Passage:
-=-=-
Wednesday 5 August 2009

The Blank Face of Service Providers

These days what I am going to describe is such a common event that it seems weekly to fill consumer advice programmes on the radio and television and columns in the newspapers, without anything fundamentally changing. As this blog is about expelling thoughts and tensions from myself, I make no apology for running through the example that I have just had a brush with and added it to the millions of unheard cases that should be condemning so many service providers but they seem able to ignore with impunity.

The key problem of service provision in the UK is fixed contracts. They cover everything from rent to power and water to mobile phones and televisions and even services to those things such as mobile phone ring tone downloads. Of course, it is a given that if you can tie in a customer for a long period of time it is beneficial for your business. Their payments only marginally decline over time given the current low rate of inflation, but your cost per customer falls every month they are locked into you. The biggest cost to a company is the set-up so if you can spread that cost over a year, then it is better for you. We are supposed to be living in an era of consumer choice, but to a great degree this is a fantasy. There are numerous price comparison websites for all kinds of goods and services even telling you where you can get the best rate for your gas and electricity, but switching is made as hard as humanly possible.

Business over the past decade has recognised it can get away by having contracts that make it very hard for customers who want to leave. Again this stretches right from individual landlords right up to multi-national companies. Their ideal situation is when you are compelled to pay for a service you are no longer receiving. In my life I have been fortunate to encounter this only a few times, being expected to pay rent on a house even after other tenants had moved into it or it had been sold to someone else and to pay for a television service even when I had moved 190 Km away from the television to an area where the company does not provide a service. For a company this is an easy way to make money and if the customer simply stops paying you, well then, you hand it over to a debt-collection agency who wrecks the customer's credit rating and piles on additional charges. This is an excellent deterrent for the service providers who feel no guilt over taking money for no service. The story is such a common one of contemporary Britain that it must be known in every household. Yet what choice do we have? If we want energy to our houses, if we want to watch television, in many areas we have to sign up for such contracts, let alone if you simply want to rent a house. The options are limited and it is difficult to avoid getting locked in such a contract. Back in the 1980s this approach was reserved for time-share salesmen in Spanish resorts and was condemned in all quarters and yet by the 2000s such techniques have become mainstream for service companies.
-=-=-
Aim of the task:
Reproduce the full blog post on service providers and fixed contracts word for word. The lines after this post are separate material.

Data extract:
-=-=-
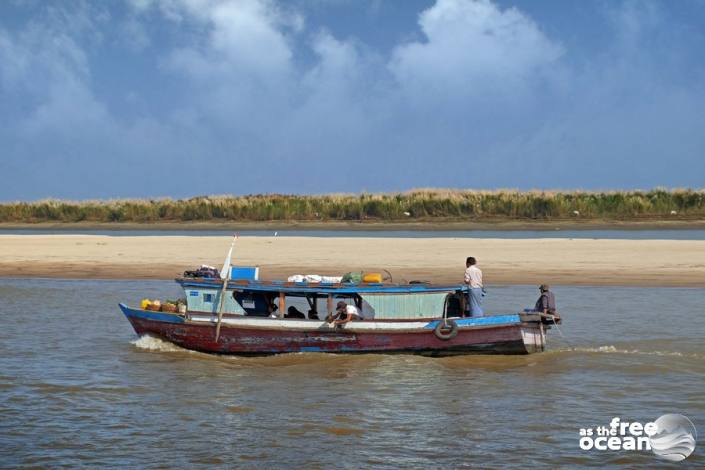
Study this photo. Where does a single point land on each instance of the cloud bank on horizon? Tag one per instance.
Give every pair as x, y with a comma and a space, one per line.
-=-=-
Solution:
Wednesday 5 August 2009

The Blank Face of Service Providers

These days what I am going to describe is such a common event that it seems weekly to fill consumer advice programmes on the radio and television and columns in the newspapers, without anything fundamentally changing. As this blog is about expelling thoughts and tensions from myself, I make no apology for running through the example that I have just had a brush with and added it to the millions of unheard cases that should be condemning so many service providers but they seem able to ignore with impunity.

The key problem of service provision in the UK is fixed contracts. They cover everything from rent to power and water to mobile phones and televisions and even services to those things such as mobile phone ring tone downloads. Of course, it is a given that if you can tie in a customer for a long period of time it is beneficial for your business. Their payments only marginally decline over time given the current low rate of inflation, but your cost per customer falls every month they are locked into you. The biggest cost to a company is the set-up so if you can spread that cost over a year, then it is better for you. We are supposed to be living in an era of consumer choice, but to a great degree this is a fantasy. There are numerous price comparison websites for all kinds of goods and services even telling you where you can get the best rate for your gas and electricity, but switching is made as hard as humanly possible.

Business over the past decade has recognised it can get away by having contracts that make it very hard for customers who want to leave. Again this stretches right from individual landlords right up to multi-national companies. Their ideal situation is when you are compelled to pay for a service you are no longer receiving. In my life I have been fortunate to encounter this only a few times, being expected to pay rent on a house even after other tenants had moved into it or it had been sold to someone else and to pay for a television service even when I had moved 190 Km away from the television to an area where the company does not provide a service. For a company this is an easy way to make money and if the customer simply stops paying you, well then, you hand it over to a debt-collection agency who wrecks the customer's credit rating and piles on additional charges. This is an excellent deterrent for the service providers who feel no guilt over taking money for no service. The story is such a common one of contemporary Britain that it must be known in every household. Yet what choice do we have? If we want energy to our houses, if we want to watch television, in many areas we have to sign up for such contracts, let alone if you simply want to rent a house. The options are limited and it is difficult to avoid getting locked in such a contract. Back in the 1980s this approach was reserved for time-share salesmen in Spanish resorts and was condemned in all quarters and yet by the 2000s such techniques have become mainstream for service companies.